### Directives
1 - Render this sentence from the review in Spanish: "The fact that Phoebe and the new President share a hometown makes her feel like New York City is no longer habitable."
2 - According to the review, why does Phoebe feel that New York City is no longer habitable? Answer in one to three sentences.

::: Text

Okay. It's not quite a mystery in the traditional sense, but that is Lethem's ultimate charm. The plot isn't so much a whodunit as it is a whoisit. In this case, impromptu amateur sleuth Phoebe Siegler meets professional private eye Charles Heist, aka the eponymous Feral Detective, in a land that is way outside her comfort zone. It's the tornadic days following the January 2017 inauguration of Donald Trump, and a pre-apocalyptic panic has hit Siegler and her fellow Manhattanite liberals. The fact that Phoebe and the new President share a hometown makes her feel like New York City is no longer habitable.

::::::
::: Dataset entries

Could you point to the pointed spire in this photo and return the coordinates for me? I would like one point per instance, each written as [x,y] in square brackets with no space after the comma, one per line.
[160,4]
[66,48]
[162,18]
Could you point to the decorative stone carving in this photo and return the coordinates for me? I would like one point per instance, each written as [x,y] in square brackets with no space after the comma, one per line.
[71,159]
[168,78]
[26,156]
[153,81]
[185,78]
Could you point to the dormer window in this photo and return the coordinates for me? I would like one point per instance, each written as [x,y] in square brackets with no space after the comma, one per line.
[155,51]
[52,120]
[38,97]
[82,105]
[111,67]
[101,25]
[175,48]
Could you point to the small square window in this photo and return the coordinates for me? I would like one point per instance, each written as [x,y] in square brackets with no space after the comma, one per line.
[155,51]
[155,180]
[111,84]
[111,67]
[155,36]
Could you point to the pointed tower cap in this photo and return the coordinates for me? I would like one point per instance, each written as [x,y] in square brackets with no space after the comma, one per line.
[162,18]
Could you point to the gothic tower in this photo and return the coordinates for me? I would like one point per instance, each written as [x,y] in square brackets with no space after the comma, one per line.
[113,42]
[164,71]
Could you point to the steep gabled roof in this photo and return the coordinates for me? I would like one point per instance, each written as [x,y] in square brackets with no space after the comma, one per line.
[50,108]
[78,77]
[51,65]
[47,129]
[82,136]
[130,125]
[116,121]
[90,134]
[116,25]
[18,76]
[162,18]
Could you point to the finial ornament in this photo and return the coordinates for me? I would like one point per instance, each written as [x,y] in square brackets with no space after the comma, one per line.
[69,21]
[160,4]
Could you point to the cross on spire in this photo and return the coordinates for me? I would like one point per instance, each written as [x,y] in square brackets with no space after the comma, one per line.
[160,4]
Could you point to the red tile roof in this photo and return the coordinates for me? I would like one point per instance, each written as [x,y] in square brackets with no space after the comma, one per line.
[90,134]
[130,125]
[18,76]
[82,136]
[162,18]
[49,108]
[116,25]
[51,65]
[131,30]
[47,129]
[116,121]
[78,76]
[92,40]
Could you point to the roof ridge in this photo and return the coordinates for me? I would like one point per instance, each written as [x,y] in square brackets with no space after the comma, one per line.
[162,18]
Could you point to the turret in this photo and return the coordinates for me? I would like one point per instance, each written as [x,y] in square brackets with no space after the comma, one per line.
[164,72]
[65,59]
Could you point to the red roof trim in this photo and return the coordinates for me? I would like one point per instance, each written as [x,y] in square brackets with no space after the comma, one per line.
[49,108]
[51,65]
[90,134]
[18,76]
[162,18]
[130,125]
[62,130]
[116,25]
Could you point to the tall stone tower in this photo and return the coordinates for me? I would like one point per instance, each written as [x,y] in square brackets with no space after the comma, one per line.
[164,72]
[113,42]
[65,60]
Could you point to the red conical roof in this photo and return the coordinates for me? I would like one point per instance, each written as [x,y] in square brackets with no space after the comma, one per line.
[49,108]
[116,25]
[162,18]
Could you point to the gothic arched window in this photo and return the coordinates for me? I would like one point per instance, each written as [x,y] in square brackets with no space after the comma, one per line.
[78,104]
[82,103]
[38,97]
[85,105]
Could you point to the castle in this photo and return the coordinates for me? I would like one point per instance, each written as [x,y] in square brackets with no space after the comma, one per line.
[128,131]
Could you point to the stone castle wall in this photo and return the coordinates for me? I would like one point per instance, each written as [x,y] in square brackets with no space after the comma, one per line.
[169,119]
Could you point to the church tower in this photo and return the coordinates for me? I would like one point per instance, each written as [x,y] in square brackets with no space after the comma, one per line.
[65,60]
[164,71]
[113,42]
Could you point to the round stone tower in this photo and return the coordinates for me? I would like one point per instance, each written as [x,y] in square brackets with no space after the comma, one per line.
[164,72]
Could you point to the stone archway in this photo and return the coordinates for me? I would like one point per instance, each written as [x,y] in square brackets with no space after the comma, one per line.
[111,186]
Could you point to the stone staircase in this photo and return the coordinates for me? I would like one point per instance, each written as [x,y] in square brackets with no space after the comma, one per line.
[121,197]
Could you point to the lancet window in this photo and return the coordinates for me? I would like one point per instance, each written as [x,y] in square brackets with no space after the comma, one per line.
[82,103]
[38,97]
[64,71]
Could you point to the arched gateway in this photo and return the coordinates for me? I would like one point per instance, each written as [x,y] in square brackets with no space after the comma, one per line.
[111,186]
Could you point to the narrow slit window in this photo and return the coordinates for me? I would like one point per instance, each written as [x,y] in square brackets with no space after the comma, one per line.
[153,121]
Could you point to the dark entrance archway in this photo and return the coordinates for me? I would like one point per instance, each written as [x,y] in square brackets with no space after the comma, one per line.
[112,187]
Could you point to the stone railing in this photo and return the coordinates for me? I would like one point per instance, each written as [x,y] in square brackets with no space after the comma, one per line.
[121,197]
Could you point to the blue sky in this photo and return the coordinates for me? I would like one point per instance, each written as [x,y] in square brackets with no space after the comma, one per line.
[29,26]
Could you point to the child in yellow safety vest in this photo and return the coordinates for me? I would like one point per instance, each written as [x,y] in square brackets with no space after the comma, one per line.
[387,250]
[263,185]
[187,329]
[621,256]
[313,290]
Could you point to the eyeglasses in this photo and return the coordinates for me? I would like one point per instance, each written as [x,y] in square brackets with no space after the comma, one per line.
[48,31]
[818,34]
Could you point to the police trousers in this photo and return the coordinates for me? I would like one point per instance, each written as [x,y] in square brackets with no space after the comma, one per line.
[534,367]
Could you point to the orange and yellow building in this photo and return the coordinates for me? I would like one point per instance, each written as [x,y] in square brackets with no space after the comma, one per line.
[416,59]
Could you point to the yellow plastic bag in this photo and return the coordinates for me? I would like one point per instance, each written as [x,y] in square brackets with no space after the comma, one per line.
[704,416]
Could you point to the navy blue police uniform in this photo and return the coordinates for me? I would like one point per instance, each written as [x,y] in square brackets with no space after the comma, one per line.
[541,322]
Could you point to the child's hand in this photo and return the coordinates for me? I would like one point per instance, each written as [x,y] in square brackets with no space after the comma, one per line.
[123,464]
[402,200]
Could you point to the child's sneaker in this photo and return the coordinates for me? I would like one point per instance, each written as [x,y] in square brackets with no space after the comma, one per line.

::::::

### Per-task answers
1 - El hecho de que Phoebe y el nuevo presidente compartan la misma ciudad natal hace que ella sienta que la ciudad de Nueva York ya no es habitable.

2 - Phoebe feels this way because she and the new President share a hometown. This comes in the days after the January 2017 inauguration of Donald Trump, when a pre-apocalyptic panic has hit her and her fellow Manhattanite liberals.